- **WHAT THIS TASK INVOLVES**:
Render the records below as a Markdown table with two columns, Index for the row number and Entry for the line, omitting blank lines. Begin at the first line of the records and stop after the line that contains "[[676, 216], [247, 158], [1205, 196]]".
+++ DATASET ROWS
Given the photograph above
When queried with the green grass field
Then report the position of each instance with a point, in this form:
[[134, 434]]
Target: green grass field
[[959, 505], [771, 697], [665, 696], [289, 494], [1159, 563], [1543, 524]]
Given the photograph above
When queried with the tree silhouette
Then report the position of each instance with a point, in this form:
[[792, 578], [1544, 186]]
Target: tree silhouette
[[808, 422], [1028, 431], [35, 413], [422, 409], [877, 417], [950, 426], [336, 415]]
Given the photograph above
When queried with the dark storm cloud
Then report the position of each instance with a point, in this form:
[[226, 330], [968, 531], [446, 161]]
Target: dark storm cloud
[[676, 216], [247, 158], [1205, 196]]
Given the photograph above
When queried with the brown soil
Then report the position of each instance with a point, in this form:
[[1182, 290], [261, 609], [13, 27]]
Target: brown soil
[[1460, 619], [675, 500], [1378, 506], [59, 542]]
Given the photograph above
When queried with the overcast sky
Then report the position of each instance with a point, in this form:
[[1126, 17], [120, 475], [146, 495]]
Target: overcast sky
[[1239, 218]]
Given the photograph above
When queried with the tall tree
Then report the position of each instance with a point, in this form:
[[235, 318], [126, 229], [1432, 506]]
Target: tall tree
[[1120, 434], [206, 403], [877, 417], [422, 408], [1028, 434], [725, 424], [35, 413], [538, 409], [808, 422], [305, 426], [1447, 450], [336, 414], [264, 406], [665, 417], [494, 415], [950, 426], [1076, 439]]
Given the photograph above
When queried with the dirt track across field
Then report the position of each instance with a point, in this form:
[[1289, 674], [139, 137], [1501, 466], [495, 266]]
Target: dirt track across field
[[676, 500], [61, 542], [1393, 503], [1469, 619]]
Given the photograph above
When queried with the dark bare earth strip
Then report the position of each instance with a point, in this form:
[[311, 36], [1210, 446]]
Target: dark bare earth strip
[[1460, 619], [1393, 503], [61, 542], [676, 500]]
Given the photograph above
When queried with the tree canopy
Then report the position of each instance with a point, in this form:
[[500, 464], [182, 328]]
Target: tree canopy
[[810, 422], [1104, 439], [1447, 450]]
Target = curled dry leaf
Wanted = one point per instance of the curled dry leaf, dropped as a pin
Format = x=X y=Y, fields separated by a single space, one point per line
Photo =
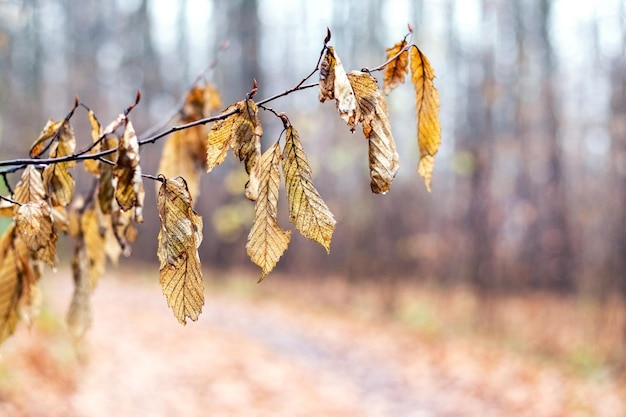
x=242 y=131
x=49 y=131
x=397 y=69
x=129 y=191
x=56 y=177
x=427 y=108
x=16 y=279
x=307 y=211
x=372 y=114
x=93 y=237
x=334 y=84
x=79 y=315
x=267 y=241
x=34 y=226
x=107 y=182
x=179 y=238
x=30 y=188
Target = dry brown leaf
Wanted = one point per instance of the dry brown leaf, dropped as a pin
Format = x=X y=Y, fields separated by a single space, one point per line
x=7 y=209
x=427 y=108
x=56 y=177
x=79 y=315
x=220 y=138
x=129 y=191
x=372 y=114
x=334 y=84
x=34 y=226
x=242 y=131
x=179 y=238
x=16 y=276
x=30 y=188
x=307 y=210
x=107 y=183
x=246 y=144
x=94 y=243
x=92 y=165
x=397 y=69
x=49 y=131
x=267 y=241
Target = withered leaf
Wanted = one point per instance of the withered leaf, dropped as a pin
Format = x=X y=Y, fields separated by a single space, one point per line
x=56 y=177
x=307 y=210
x=427 y=108
x=372 y=114
x=334 y=84
x=242 y=131
x=129 y=191
x=49 y=131
x=107 y=183
x=267 y=241
x=220 y=139
x=16 y=277
x=30 y=188
x=397 y=69
x=34 y=226
x=94 y=242
x=179 y=238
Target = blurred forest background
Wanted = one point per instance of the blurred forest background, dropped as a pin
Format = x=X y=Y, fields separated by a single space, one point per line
x=529 y=188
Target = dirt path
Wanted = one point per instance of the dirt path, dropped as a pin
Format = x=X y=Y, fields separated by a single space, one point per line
x=250 y=357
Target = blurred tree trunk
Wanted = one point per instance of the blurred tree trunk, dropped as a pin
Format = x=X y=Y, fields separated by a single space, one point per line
x=547 y=249
x=481 y=129
x=245 y=27
x=617 y=260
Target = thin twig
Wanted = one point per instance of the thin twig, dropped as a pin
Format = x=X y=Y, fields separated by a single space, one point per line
x=10 y=200
x=6 y=183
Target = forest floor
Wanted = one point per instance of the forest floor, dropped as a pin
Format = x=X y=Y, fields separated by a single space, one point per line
x=287 y=348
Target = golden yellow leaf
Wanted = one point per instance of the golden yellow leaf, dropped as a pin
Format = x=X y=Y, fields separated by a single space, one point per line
x=129 y=191
x=372 y=114
x=92 y=165
x=179 y=238
x=49 y=131
x=30 y=188
x=7 y=209
x=307 y=210
x=34 y=226
x=180 y=157
x=267 y=241
x=247 y=144
x=79 y=315
x=29 y=306
x=94 y=243
x=220 y=139
x=397 y=69
x=427 y=108
x=334 y=84
x=16 y=276
x=106 y=185
x=56 y=177
x=242 y=131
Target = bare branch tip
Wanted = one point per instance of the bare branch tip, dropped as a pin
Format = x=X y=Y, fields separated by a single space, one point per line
x=255 y=88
++++++
- **TASK RESULT**:
| Index | Entry |
|---|---|
| 1 | Given the photograph above |
| 2 | When queried with the green grass field |
| 3 | Then report the position of each instance with a point, in this form: |
| 4 | [[134, 434]] |
| 5 | Target: green grass field |
| 6 | [[959, 505], [771, 697], [665, 696], [289, 494], [1159, 563], [1543, 524]] |
| 7 | Given the photograph above |
| 8 | When queried with the tree silhouette |
| 9 | Then report the position of each instance with a point, in this form: |
| 10 | [[792, 578], [1544, 186]] |
| 11 | Target: tree silhouette |
| 12 | [[808, 422], [1028, 431], [35, 413], [422, 409], [877, 417], [950, 426], [336, 415]] |
| 13 | Given the photograph above |
| 14 | When queried with the dark storm cloud |
| 15 | Then report the position of each instance with a point, in this form: |
| 16 | [[226, 330], [968, 531], [446, 161]] |
| 17 | Target: dark storm cloud |
| 18 | [[676, 216], [247, 158], [1205, 196]] |